##### RECORDS FOR THIS TASK #####

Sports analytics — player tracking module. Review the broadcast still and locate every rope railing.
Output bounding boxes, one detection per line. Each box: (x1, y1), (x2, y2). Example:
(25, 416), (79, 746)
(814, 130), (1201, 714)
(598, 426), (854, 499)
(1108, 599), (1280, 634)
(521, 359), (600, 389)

#####

• **EXERCISE PROMPT**
Revise the rows above so that "rope railing" reads "crowd barrier", leaving every other part of the rows unchanged.

• **ANSWER TO THIS PROBLEM**
Sports analytics — player tracking module. Review the broadcast still and locate every crowd barrier.
Output bounding boxes, one detection per line. Each box: (x1, y1), (x2, y2). Example:
(25, 416), (79, 746)
(814, 130), (1201, 714)
(598, 426), (854, 499)
(1108, 599), (1280, 634)
(521, 359), (600, 389)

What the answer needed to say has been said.